___ DATA FOR THE TASK

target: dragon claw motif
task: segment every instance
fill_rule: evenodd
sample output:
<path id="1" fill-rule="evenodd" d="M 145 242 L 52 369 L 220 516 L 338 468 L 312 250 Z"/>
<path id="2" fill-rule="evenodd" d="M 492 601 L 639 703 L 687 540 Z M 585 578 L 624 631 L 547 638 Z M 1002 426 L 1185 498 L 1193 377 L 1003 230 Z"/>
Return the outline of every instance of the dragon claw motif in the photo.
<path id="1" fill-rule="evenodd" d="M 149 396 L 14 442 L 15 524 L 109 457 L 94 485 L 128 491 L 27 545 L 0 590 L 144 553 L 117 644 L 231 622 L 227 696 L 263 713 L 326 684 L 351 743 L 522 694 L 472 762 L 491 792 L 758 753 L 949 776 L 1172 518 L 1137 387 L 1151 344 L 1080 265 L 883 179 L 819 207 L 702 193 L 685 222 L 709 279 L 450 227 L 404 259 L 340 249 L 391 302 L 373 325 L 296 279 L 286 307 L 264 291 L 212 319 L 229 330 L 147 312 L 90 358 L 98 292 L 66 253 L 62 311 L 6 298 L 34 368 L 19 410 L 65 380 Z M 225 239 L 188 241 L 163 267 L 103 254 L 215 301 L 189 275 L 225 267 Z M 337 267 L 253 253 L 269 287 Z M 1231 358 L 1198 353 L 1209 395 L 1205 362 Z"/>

______

EXERCISE BRIEF >> Can you write out the rows above again with "dragon claw motif" renamed to "phoenix feather motif" everywhere and nothing else changed?

RESPONSE BELOW >>
target: phoenix feather motif
task: segment every instance
fill_rule: evenodd
sample output:
<path id="1" fill-rule="evenodd" d="M 145 242 L 52 369 L 220 516 L 338 468 L 312 250 Z"/>
<path id="2" fill-rule="evenodd" d="M 492 601 L 639 703 L 687 540 Z M 585 578 L 624 631 L 547 638 Z M 1002 426 L 1185 498 L 1193 377 L 1003 230 Z"/>
Return the outline of every instance of the phoenix feather motif in the photo.
<path id="1" fill-rule="evenodd" d="M 149 396 L 14 442 L 15 524 L 109 457 L 94 485 L 128 491 L 27 545 L 0 590 L 144 553 L 117 644 L 231 622 L 227 696 L 263 713 L 326 684 L 351 743 L 522 694 L 472 762 L 491 792 L 758 753 L 949 776 L 1172 518 L 1137 387 L 1151 344 L 1080 265 L 883 179 L 819 207 L 702 193 L 685 222 L 709 279 L 450 227 L 404 259 L 340 249 L 391 302 L 373 325 L 296 279 L 286 307 L 264 291 L 212 319 L 229 330 L 147 312 L 90 358 L 98 292 L 66 253 L 62 311 L 6 298 L 34 368 L 19 410 L 65 380 Z M 225 239 L 188 241 L 163 267 L 103 254 L 215 301 L 189 275 L 225 267 Z M 337 267 L 253 253 L 269 287 Z M 1231 358 L 1198 353 L 1209 395 L 1205 362 Z"/>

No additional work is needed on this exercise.